■ AIM OF THE TASK ■
The answer must be an exact copy of the listing below.

■ WORKING DATA ■
=== Begin Enclosure ===

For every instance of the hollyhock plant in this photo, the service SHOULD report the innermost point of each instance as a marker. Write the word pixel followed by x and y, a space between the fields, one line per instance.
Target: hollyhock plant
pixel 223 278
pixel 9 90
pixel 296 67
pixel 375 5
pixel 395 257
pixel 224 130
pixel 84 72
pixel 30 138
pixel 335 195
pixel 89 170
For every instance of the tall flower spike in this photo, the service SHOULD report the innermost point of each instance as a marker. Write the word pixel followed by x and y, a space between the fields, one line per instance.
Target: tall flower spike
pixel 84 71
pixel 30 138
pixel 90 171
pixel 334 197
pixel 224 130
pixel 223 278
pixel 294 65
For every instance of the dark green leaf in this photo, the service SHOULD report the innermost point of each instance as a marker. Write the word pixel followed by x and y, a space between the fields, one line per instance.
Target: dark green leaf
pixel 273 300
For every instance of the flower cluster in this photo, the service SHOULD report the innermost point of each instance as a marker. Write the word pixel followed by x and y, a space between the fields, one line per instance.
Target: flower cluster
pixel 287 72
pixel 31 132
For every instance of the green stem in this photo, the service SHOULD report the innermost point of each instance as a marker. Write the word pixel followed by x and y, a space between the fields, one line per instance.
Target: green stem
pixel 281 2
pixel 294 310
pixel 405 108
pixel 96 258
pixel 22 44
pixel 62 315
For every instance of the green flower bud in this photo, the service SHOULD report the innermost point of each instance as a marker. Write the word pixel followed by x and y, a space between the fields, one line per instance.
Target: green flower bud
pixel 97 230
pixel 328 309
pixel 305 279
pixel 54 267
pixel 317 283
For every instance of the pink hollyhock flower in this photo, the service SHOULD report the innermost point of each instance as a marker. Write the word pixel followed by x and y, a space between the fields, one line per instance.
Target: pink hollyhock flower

=== End Enclosure ===

■ EXERCISE RESPONSE ■
For every instance of the hollyhock plant in this photo, the service SHOULD report the innermost point of each instance as a marker. Write the word pixel followed by x and y, a space between the fields, one line per instance.
Target: hollyhock plant
pixel 223 278
pixel 9 90
pixel 296 67
pixel 375 5
pixel 395 257
pixel 224 130
pixel 84 72
pixel 30 138
pixel 335 195
pixel 89 170
For every instance of the tall flower spike in this photo, the service SHOULD report the innermost point of each instance as a marker. Write the word pixel followed by x and y, a space between the fields, one line per instance.
Target: tall flower spike
pixel 84 71
pixel 30 138
pixel 90 171
pixel 334 197
pixel 224 130
pixel 223 278
pixel 294 65
For every instance of the dark green leaf in this photo, the service SHOULD report the innermost point of each instance as a marker. Write the word pixel followed by x and y, a space between the fields, one line per instance.
Target: dark green leaf
pixel 273 300
For every instance of the flower cluster in this photo, the service SHOULD report the innermost point of each instance as a marker. Write the word pixel followed by x and y, a space between the fields, one line per instance.
Target: flower cluster
pixel 287 72
pixel 31 132
For every instance of the green stem in this photo, the service SHOULD report the innermost point of each instance as a marker. Write the word pixel followed by x and y, a space between the fields, one line per instance.
Target: green stem
pixel 281 2
pixel 294 310
pixel 405 108
pixel 96 258
pixel 22 44
pixel 62 315
For every instance of the green flower bud in this photo, the service SHOULD report the innermost point of each instance as a marker. Write the word pixel followed by x and y, a space between the fields, one line per instance.
Target: green flower bud
pixel 97 230
pixel 328 309
pixel 305 279
pixel 54 267
pixel 317 283
For every instance of the pink hollyhock flower in this photo, the service SHOULD report the innermost point of each instance as a marker. Write the word pixel followed by x and y, a space between the fields, one line per instance.
Target: pink hollyhock flower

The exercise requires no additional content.